Object outline annotations
== == ==

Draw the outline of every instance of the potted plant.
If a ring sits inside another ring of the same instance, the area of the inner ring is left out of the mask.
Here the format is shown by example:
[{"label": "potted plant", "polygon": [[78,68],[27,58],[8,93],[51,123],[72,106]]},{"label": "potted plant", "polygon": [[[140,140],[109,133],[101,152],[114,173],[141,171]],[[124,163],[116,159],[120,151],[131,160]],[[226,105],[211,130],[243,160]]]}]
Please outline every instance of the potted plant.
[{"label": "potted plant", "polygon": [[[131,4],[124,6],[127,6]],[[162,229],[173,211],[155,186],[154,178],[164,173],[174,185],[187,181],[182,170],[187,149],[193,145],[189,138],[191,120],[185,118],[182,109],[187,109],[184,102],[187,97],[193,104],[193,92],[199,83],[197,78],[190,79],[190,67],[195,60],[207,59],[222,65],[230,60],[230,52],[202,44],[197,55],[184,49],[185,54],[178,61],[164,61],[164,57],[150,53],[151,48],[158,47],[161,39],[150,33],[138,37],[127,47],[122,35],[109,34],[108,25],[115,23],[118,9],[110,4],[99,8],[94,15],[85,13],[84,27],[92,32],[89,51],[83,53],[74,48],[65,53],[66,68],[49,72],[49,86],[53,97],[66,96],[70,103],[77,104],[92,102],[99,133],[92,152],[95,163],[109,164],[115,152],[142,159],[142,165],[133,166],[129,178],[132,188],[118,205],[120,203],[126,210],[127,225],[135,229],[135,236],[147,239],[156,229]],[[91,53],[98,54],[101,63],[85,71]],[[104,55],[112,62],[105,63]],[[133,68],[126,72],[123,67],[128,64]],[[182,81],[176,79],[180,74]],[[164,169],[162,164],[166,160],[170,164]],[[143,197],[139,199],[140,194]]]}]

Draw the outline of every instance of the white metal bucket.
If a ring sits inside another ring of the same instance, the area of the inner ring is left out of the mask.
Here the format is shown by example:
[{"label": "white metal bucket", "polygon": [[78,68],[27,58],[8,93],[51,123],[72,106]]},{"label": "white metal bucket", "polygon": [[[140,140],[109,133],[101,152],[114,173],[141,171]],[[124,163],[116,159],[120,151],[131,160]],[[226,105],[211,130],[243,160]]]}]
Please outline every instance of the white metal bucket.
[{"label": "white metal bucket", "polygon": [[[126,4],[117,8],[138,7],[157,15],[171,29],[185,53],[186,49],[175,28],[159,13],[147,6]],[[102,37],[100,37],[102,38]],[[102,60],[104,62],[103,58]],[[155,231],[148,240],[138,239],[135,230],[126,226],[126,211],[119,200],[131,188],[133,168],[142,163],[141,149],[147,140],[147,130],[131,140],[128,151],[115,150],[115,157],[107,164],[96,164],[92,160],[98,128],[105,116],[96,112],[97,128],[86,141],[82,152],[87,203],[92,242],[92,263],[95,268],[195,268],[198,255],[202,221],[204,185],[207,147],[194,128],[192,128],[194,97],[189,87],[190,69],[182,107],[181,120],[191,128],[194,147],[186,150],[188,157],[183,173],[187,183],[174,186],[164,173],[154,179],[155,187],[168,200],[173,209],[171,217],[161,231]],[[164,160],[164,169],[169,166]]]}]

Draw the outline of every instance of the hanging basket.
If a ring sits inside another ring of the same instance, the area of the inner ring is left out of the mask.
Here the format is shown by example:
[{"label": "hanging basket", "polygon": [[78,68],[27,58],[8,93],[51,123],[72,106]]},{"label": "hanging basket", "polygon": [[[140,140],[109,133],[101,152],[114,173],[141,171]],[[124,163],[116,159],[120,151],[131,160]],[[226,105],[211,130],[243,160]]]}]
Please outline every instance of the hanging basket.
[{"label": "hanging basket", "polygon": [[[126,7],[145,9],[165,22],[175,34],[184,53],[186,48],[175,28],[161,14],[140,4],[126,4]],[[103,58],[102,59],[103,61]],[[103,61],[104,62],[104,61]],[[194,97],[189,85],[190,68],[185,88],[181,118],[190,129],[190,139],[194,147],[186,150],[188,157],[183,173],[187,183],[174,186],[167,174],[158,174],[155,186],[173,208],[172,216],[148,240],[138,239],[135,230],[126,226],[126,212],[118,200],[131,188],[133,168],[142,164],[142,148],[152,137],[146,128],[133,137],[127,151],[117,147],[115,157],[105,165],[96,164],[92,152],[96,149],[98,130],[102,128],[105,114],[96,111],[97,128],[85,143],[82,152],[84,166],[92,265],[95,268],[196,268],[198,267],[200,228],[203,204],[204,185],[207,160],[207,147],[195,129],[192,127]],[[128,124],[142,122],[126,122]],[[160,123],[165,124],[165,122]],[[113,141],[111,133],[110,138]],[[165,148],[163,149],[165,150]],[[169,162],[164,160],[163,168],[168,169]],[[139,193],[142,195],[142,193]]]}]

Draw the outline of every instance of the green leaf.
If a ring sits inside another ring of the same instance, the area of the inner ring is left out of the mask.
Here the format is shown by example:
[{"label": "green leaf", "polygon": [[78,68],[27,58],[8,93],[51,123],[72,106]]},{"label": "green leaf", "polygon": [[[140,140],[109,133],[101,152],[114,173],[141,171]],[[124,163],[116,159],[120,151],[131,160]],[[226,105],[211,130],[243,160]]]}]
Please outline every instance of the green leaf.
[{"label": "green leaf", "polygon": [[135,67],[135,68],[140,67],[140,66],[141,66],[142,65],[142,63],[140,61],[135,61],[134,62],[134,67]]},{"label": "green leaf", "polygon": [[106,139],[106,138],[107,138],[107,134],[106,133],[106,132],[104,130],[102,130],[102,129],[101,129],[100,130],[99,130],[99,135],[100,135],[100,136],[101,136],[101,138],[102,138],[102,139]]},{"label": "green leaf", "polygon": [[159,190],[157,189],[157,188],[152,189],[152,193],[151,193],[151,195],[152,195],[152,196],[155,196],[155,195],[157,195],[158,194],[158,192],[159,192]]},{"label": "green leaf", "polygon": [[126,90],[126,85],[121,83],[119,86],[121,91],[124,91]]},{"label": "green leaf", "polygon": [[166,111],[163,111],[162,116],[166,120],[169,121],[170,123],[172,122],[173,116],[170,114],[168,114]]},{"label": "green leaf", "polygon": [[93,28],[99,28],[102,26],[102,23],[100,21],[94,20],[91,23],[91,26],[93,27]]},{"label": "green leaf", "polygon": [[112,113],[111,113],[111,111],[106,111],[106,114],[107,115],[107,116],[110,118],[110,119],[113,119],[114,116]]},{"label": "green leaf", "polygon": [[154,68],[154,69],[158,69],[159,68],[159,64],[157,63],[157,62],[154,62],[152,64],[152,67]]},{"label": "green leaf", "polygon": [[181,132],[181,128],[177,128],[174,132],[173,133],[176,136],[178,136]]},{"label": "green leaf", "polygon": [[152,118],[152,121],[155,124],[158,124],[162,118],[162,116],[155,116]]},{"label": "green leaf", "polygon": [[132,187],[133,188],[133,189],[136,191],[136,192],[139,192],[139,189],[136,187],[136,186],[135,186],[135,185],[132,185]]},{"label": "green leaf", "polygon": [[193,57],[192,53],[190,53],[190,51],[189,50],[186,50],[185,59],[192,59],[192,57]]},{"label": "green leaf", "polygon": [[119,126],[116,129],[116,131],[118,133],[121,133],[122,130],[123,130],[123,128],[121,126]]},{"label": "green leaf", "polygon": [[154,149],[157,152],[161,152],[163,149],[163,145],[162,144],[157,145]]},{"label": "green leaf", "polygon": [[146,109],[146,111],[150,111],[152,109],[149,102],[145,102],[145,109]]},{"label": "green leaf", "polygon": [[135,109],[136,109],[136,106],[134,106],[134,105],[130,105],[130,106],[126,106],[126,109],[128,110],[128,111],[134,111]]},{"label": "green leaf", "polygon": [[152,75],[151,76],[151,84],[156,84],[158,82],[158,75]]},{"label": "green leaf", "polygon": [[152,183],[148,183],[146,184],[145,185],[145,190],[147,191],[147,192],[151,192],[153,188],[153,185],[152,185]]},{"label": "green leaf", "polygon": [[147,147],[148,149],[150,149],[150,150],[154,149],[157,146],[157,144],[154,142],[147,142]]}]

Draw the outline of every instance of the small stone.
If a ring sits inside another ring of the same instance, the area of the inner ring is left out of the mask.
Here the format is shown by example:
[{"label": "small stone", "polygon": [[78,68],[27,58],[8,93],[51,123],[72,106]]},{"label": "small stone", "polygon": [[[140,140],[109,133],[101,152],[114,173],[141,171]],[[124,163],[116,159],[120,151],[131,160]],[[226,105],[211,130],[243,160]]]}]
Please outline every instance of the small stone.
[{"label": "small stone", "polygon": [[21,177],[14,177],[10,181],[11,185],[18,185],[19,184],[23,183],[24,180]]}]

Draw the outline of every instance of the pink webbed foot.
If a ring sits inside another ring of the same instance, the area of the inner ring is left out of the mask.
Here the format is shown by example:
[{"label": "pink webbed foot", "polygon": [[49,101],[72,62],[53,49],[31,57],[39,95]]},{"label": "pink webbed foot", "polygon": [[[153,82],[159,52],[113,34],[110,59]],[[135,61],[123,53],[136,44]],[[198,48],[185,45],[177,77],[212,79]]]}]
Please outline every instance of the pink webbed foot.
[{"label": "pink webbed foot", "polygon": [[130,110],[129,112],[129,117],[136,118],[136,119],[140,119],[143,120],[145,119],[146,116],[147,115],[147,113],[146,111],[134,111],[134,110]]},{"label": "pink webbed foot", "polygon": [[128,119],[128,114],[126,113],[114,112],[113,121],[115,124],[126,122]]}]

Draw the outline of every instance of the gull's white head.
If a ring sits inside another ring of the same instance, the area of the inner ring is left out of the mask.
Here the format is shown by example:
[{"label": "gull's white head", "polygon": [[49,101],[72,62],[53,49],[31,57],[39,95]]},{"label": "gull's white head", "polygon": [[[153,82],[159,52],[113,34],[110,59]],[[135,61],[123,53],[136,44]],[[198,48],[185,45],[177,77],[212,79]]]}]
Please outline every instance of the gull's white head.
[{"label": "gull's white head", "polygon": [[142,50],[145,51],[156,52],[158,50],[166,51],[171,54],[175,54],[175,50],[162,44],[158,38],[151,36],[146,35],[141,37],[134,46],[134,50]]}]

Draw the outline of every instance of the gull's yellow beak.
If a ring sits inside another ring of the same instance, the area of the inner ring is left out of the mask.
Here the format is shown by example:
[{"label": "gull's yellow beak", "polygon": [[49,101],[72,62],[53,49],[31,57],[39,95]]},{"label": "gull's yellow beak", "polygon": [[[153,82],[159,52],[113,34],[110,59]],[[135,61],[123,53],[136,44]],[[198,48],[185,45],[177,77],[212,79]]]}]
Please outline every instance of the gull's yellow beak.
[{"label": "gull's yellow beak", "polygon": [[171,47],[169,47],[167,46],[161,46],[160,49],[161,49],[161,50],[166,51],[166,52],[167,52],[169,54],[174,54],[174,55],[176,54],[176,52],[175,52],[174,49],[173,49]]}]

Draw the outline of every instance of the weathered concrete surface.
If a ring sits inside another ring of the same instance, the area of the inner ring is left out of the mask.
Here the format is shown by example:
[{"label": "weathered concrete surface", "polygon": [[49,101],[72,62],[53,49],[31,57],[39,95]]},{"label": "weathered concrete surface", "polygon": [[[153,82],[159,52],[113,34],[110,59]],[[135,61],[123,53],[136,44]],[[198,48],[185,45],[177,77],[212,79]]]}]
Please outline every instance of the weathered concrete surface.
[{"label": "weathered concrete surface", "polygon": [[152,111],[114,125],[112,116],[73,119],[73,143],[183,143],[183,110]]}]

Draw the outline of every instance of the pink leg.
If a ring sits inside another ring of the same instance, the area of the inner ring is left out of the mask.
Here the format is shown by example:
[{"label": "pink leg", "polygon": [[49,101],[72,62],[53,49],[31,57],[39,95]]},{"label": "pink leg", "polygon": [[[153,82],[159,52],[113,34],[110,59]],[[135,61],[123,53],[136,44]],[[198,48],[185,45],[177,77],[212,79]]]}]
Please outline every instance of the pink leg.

== == ==

◆ **GIVEN TASK**: Reproduce verbatim the lines of the material from the line with "Draw the outline of every instance of the gull's yellow" up to and including the line with "Please outline every instance of the gull's yellow", and give only those lines.

◆ **RESULT**:
Draw the outline of every instance of the gull's yellow beak.
If a ring sits inside another ring of the same instance, the area of the inner ring is left out of the mask.
Here the format is shown by example:
[{"label": "gull's yellow beak", "polygon": [[49,101],[72,62],[53,49],[31,57],[39,95]]},{"label": "gull's yellow beak", "polygon": [[[153,82],[159,52],[113,34],[110,59]],[[135,61],[123,53],[136,44]],[[198,48],[185,45],[177,77],[212,79]]]}]
Please outline every instance of the gull's yellow beak.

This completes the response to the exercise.